* [WHAT IS REQUIRED]: Copy out the data that comes next, character for character, and leave the images aside.
□ □ □
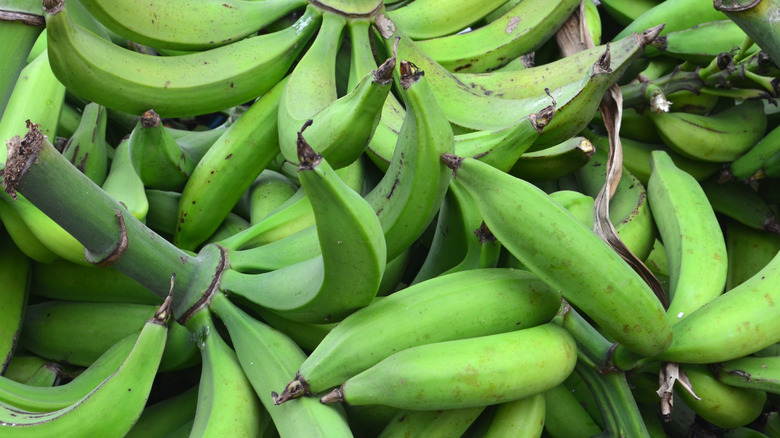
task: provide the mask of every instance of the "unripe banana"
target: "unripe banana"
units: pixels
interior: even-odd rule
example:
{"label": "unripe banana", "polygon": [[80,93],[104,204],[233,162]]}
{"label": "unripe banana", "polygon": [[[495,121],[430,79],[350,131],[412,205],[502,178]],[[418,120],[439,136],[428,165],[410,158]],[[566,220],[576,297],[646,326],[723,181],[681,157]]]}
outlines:
{"label": "unripe banana", "polygon": [[379,438],[463,436],[485,406],[438,411],[401,411],[382,430]]}
{"label": "unripe banana", "polygon": [[722,428],[746,426],[753,422],[764,408],[766,392],[726,385],[705,367],[684,365],[683,370],[691,387],[701,400],[687,391],[677,391],[680,398],[696,414]]}
{"label": "unripe banana", "polygon": [[88,103],[78,128],[62,149],[62,155],[97,185],[103,185],[108,172],[107,122],[105,107]]}
{"label": "unripe banana", "polygon": [[143,221],[149,212],[144,183],[130,158],[130,142],[123,139],[114,151],[111,168],[103,182],[103,191],[124,204],[130,214]]}
{"label": "unripe banana", "polygon": [[447,0],[418,0],[388,15],[410,38],[435,38],[459,32],[506,3],[502,0],[468,0],[452,7]]}
{"label": "unripe banana", "polygon": [[780,251],[780,236],[756,230],[732,219],[727,219],[724,226],[729,260],[726,290],[731,290],[750,279],[772,260]]}
{"label": "unripe banana", "polygon": [[128,40],[162,49],[205,50],[243,39],[289,12],[301,0],[143,1],[81,0],[100,24]]}
{"label": "unripe banana", "polygon": [[14,83],[25,66],[25,60],[30,56],[35,57],[33,47],[45,29],[42,26],[40,15],[20,13],[9,18],[0,21],[0,35],[5,42],[2,58],[6,60],[0,75],[2,77],[0,80],[0,115],[3,114],[8,104]]}
{"label": "unripe banana", "polygon": [[593,231],[526,181],[471,158],[442,160],[453,169],[453,183],[471,193],[498,241],[527,269],[629,350],[655,355],[669,346],[671,325],[661,303]]}
{"label": "unripe banana", "polygon": [[[278,119],[279,147],[285,160],[294,165],[298,164],[296,133],[303,129],[307,120],[338,97],[336,55],[346,24],[341,15],[323,14],[322,26],[314,42],[293,68],[282,91]],[[315,141],[314,138],[311,140]],[[317,147],[314,143],[312,145]]]}
{"label": "unripe banana", "polygon": [[30,289],[30,259],[13,243],[7,230],[0,232],[0,375],[11,361],[24,321]]}
{"label": "unripe banana", "polygon": [[392,260],[417,240],[441,205],[450,173],[438,160],[452,152],[452,128],[425,73],[399,62],[406,116],[390,167],[365,196],[379,217]]}
{"label": "unripe banana", "polygon": [[125,435],[128,438],[165,438],[182,424],[195,418],[198,404],[198,387],[166,398],[144,408],[133,428]]}
{"label": "unripe banana", "polygon": [[674,341],[659,360],[713,363],[743,357],[780,342],[780,253],[749,280],[705,304],[674,326]]}
{"label": "unripe banana", "polygon": [[[304,123],[311,124],[306,129],[306,137],[312,147],[329,163],[332,162],[331,166],[338,169],[358,159],[379,123],[382,106],[393,82],[394,68],[395,58],[389,58],[363,77],[348,94],[309,115],[309,120],[298,118],[305,113],[284,115],[284,111],[295,111],[295,108],[291,108],[292,105],[287,103],[280,109],[282,116],[279,119],[279,146],[285,159],[293,164],[298,163],[295,132],[300,130]],[[294,85],[293,83],[289,87]],[[301,98],[293,94],[293,90],[287,90],[285,93],[293,95],[290,99]],[[287,120],[287,117],[290,120]]]}
{"label": "unripe banana", "polygon": [[143,113],[127,143],[144,187],[179,191],[197,164],[184,154],[153,109]]}
{"label": "unripe banana", "polygon": [[717,114],[647,111],[658,134],[672,150],[689,158],[726,163],[747,152],[764,136],[766,115],[760,101],[749,100]]}
{"label": "unripe banana", "polygon": [[295,342],[245,313],[222,294],[215,295],[209,306],[225,323],[241,367],[280,437],[352,436],[342,409],[331,409],[311,398],[273,405],[271,391],[284,385],[306,358]]}
{"label": "unripe banana", "polygon": [[700,23],[725,19],[726,16],[714,9],[707,1],[664,1],[637,17],[631,24],[624,27],[614,39],[619,40],[631,32],[641,32],[661,23],[664,23],[664,30],[661,33],[663,35],[675,30],[688,29]]}
{"label": "unripe banana", "polygon": [[[652,46],[666,56],[706,66],[719,54],[739,48],[746,37],[734,21],[717,20],[669,32],[653,41]],[[757,51],[753,47],[748,54]]]}
{"label": "unripe banana", "polygon": [[559,307],[559,295],[525,271],[479,269],[417,283],[334,327],[279,402],[324,391],[405,348],[543,324]]}
{"label": "unripe banana", "polygon": [[146,405],[168,333],[170,300],[141,330],[122,365],[71,405],[51,412],[29,412],[0,403],[0,431],[8,437],[46,437],[78,433],[124,436]]}
{"label": "unripe banana", "polygon": [[266,412],[209,309],[193,315],[187,328],[203,358],[190,436],[258,436]]}
{"label": "unripe banana", "polygon": [[46,9],[49,56],[75,94],[131,114],[208,114],[270,90],[320,23],[313,8],[293,26],[204,52],[151,56],[114,45],[74,23],[61,0]]}
{"label": "unripe banana", "polygon": [[[417,46],[452,72],[488,72],[533,52],[563,25],[578,0],[511,1],[500,17],[470,32],[418,41]],[[511,6],[507,8],[507,6]],[[390,19],[393,12],[389,12]],[[406,31],[403,24],[401,29]]]}
{"label": "unripe banana", "polygon": [[33,263],[30,293],[63,301],[156,304],[161,300],[115,269],[83,266],[65,260]]}
{"label": "unripe banana", "polygon": [[[48,301],[27,306],[20,345],[51,360],[89,366],[120,339],[135,333],[157,306]],[[197,348],[172,324],[162,369],[192,365]]]}
{"label": "unripe banana", "polygon": [[584,137],[572,137],[548,148],[526,152],[509,170],[526,181],[558,179],[584,166],[596,148]]}
{"label": "unripe banana", "polygon": [[493,268],[501,245],[482,222],[471,195],[450,186],[439,208],[436,232],[412,284],[446,273]]}
{"label": "unripe banana", "polygon": [[54,141],[57,121],[65,100],[65,86],[54,75],[44,51],[22,69],[0,118],[0,162],[5,163],[5,143],[24,136],[26,120],[38,124],[43,135]]}
{"label": "unripe banana", "polygon": [[227,270],[220,288],[289,319],[329,323],[376,296],[386,263],[385,240],[368,202],[315,153],[301,132],[298,140],[298,175],[311,201],[321,255],[262,274]]}
{"label": "unripe banana", "polygon": [[591,437],[602,432],[563,383],[544,393],[544,430],[553,438]]}
{"label": "unripe banana", "polygon": [[708,178],[701,182],[701,187],[716,212],[751,228],[780,234],[775,210],[750,185],[738,181],[719,183]]}
{"label": "unripe banana", "polygon": [[765,176],[764,163],[778,152],[780,152],[780,127],[775,127],[745,152],[745,155],[728,164],[724,169],[724,176],[746,181],[761,179]]}
{"label": "unripe banana", "polygon": [[249,223],[256,224],[290,199],[298,187],[279,172],[266,169],[252,183],[249,194]]}
{"label": "unripe banana", "polygon": [[667,314],[679,323],[726,285],[726,242],[699,183],[663,151],[650,154],[647,198],[669,262]]}
{"label": "unripe banana", "polygon": [[548,323],[399,351],[320,401],[411,410],[484,406],[545,392],[563,382],[576,361],[574,339]]}
{"label": "unripe banana", "polygon": [[[549,392],[549,391],[548,391]],[[484,438],[538,438],[542,436],[546,392],[496,406]]]}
□ □ □
* [FINISHED TASK]:
task: provide the mask of every instance of the "unripe banana"
target: "unripe banana"
units: pixels
interior: even-odd rule
example:
{"label": "unripe banana", "polygon": [[80,93],[104,204],[233,162]]}
{"label": "unripe banana", "polygon": [[[495,121],[430,79],[350,131],[412,205],[502,178]],[[418,120],[439,136],[428,165],[410,158]],[[566,220],[576,297],[646,326],[723,181],[681,157]]]}
outlines:
{"label": "unripe banana", "polygon": [[379,438],[463,436],[485,406],[438,411],[401,411],[382,430]]}
{"label": "unripe banana", "polygon": [[722,428],[746,426],[753,422],[764,408],[766,392],[726,385],[705,367],[684,365],[683,370],[691,387],[701,400],[687,391],[677,391],[680,398],[696,414]]}
{"label": "unripe banana", "polygon": [[88,103],[78,128],[62,149],[62,155],[97,185],[103,185],[108,172],[107,122],[105,107]]}
{"label": "unripe banana", "polygon": [[143,221],[149,212],[144,183],[130,158],[130,142],[123,139],[114,151],[111,168],[103,182],[103,191],[124,204],[130,214]]}
{"label": "unripe banana", "polygon": [[447,0],[418,0],[388,15],[410,38],[435,38],[459,32],[506,3],[502,0],[468,0],[452,7]]}
{"label": "unripe banana", "polygon": [[780,251],[780,236],[756,230],[732,219],[727,219],[724,226],[729,260],[726,290],[731,290],[750,279],[772,260]]}
{"label": "unripe banana", "polygon": [[128,40],[162,49],[205,50],[243,39],[289,12],[301,0],[143,1],[81,0],[100,24]]}
{"label": "unripe banana", "polygon": [[14,83],[25,66],[25,60],[30,56],[35,57],[33,47],[45,29],[42,26],[40,15],[20,13],[9,18],[0,21],[0,35],[5,42],[2,58],[6,60],[0,75],[2,77],[0,80],[0,115],[3,114],[8,104]]}
{"label": "unripe banana", "polygon": [[593,231],[526,181],[471,158],[442,160],[453,169],[453,183],[471,193],[498,241],[527,269],[629,350],[655,355],[669,346],[671,325],[661,303]]}
{"label": "unripe banana", "polygon": [[[278,119],[279,147],[285,160],[294,165],[298,164],[296,133],[303,129],[307,120],[338,97],[336,55],[346,24],[341,15],[323,14],[322,26],[314,42],[293,68],[282,91]],[[315,141],[314,138],[311,140]],[[317,147],[314,143],[312,145]]]}
{"label": "unripe banana", "polygon": [[30,289],[30,259],[13,243],[7,230],[0,232],[0,375],[11,361],[24,321]]}
{"label": "unripe banana", "polygon": [[392,260],[417,240],[441,205],[450,173],[438,160],[452,152],[452,128],[425,73],[399,62],[406,116],[390,167],[365,196],[379,217]]}
{"label": "unripe banana", "polygon": [[125,435],[128,438],[165,438],[182,424],[195,418],[198,404],[198,387],[166,398],[144,408],[133,428]]}
{"label": "unripe banana", "polygon": [[674,341],[659,360],[713,363],[743,357],[780,342],[780,253],[749,280],[705,304],[674,326]]}
{"label": "unripe banana", "polygon": [[[304,123],[311,124],[306,129],[306,137],[312,147],[329,163],[332,162],[331,166],[338,169],[358,159],[379,123],[382,106],[393,82],[394,68],[395,58],[389,58],[363,77],[348,94],[309,115],[309,120],[298,118],[305,113],[284,115],[284,111],[295,111],[295,108],[291,108],[292,105],[287,103],[280,109],[282,116],[279,119],[279,146],[285,159],[293,164],[298,163],[295,132],[300,130]],[[294,85],[293,83],[289,87]],[[301,98],[293,94],[293,90],[287,90],[285,93],[293,95],[290,99]],[[287,120],[287,117],[290,120]]]}
{"label": "unripe banana", "polygon": [[143,113],[127,143],[144,187],[179,191],[197,164],[184,154],[153,109]]}
{"label": "unripe banana", "polygon": [[717,114],[647,111],[658,134],[672,150],[689,158],[726,163],[747,152],[764,136],[766,115],[760,101],[749,100]]}
{"label": "unripe banana", "polygon": [[295,342],[245,313],[222,294],[215,295],[209,306],[225,323],[241,367],[280,437],[352,436],[342,409],[331,409],[311,398],[273,405],[271,391],[284,385],[306,358]]}
{"label": "unripe banana", "polygon": [[700,23],[725,19],[726,16],[714,9],[707,1],[664,1],[637,17],[631,24],[624,27],[614,39],[619,40],[631,32],[641,32],[661,23],[664,23],[664,30],[661,33],[663,35],[675,30],[688,29]]}
{"label": "unripe banana", "polygon": [[[652,46],[666,56],[706,66],[719,54],[739,48],[746,37],[734,21],[717,20],[669,32],[653,41]],[[757,51],[753,47],[748,54]]]}
{"label": "unripe banana", "polygon": [[559,307],[559,295],[525,271],[479,269],[417,283],[334,327],[279,402],[324,391],[405,348],[543,324]]}
{"label": "unripe banana", "polygon": [[146,405],[168,333],[170,300],[141,330],[122,365],[71,405],[51,412],[29,412],[0,403],[0,431],[8,437],[46,437],[78,433],[124,436]]}
{"label": "unripe banana", "polygon": [[266,412],[209,309],[193,315],[187,328],[203,358],[190,436],[258,436]]}
{"label": "unripe banana", "polygon": [[46,9],[49,56],[75,94],[131,114],[208,114],[270,90],[320,23],[313,8],[293,26],[204,52],[151,56],[114,45],[74,23],[61,0]]}
{"label": "unripe banana", "polygon": [[[417,46],[452,72],[488,72],[533,52],[563,25],[578,0],[511,1],[500,17],[470,32],[418,41]],[[511,6],[507,8],[507,6]],[[390,19],[393,12],[389,12]],[[406,31],[403,24],[401,29]]]}
{"label": "unripe banana", "polygon": [[33,263],[30,293],[63,301],[156,304],[161,300],[115,269],[83,266],[65,260]]}
{"label": "unripe banana", "polygon": [[[48,301],[27,306],[20,345],[51,360],[89,366],[120,339],[135,333],[157,306]],[[197,348],[172,324],[162,369],[192,365]]]}
{"label": "unripe banana", "polygon": [[584,137],[572,137],[548,148],[526,152],[509,170],[526,181],[558,179],[584,166],[596,148]]}
{"label": "unripe banana", "polygon": [[493,268],[501,245],[482,222],[471,195],[450,186],[439,208],[436,232],[412,284],[446,273]]}
{"label": "unripe banana", "polygon": [[54,141],[57,121],[65,100],[65,86],[54,75],[44,51],[22,69],[0,118],[0,162],[5,163],[5,143],[24,136],[26,120],[38,124],[43,135]]}
{"label": "unripe banana", "polygon": [[227,270],[220,288],[289,319],[329,323],[376,296],[386,263],[385,240],[368,202],[315,153],[301,132],[298,140],[298,175],[311,201],[321,255],[262,274]]}
{"label": "unripe banana", "polygon": [[591,437],[602,432],[563,383],[544,393],[544,430],[553,438]]}
{"label": "unripe banana", "polygon": [[708,178],[701,182],[701,187],[716,212],[751,228],[780,234],[775,210],[750,185],[738,181],[719,183]]}
{"label": "unripe banana", "polygon": [[765,176],[764,163],[778,152],[780,152],[780,127],[775,127],[745,152],[745,155],[728,164],[724,169],[724,176],[746,181],[761,179]]}
{"label": "unripe banana", "polygon": [[249,223],[256,224],[290,199],[298,187],[279,172],[266,169],[252,183],[249,194]]}
{"label": "unripe banana", "polygon": [[667,314],[679,323],[726,285],[726,242],[699,183],[663,151],[650,154],[647,198],[669,262]]}
{"label": "unripe banana", "polygon": [[548,323],[399,351],[320,401],[411,410],[484,406],[545,392],[563,382],[576,361],[574,339]]}
{"label": "unripe banana", "polygon": [[[549,392],[549,391],[548,391]],[[484,438],[538,438],[542,436],[546,392],[496,406]]]}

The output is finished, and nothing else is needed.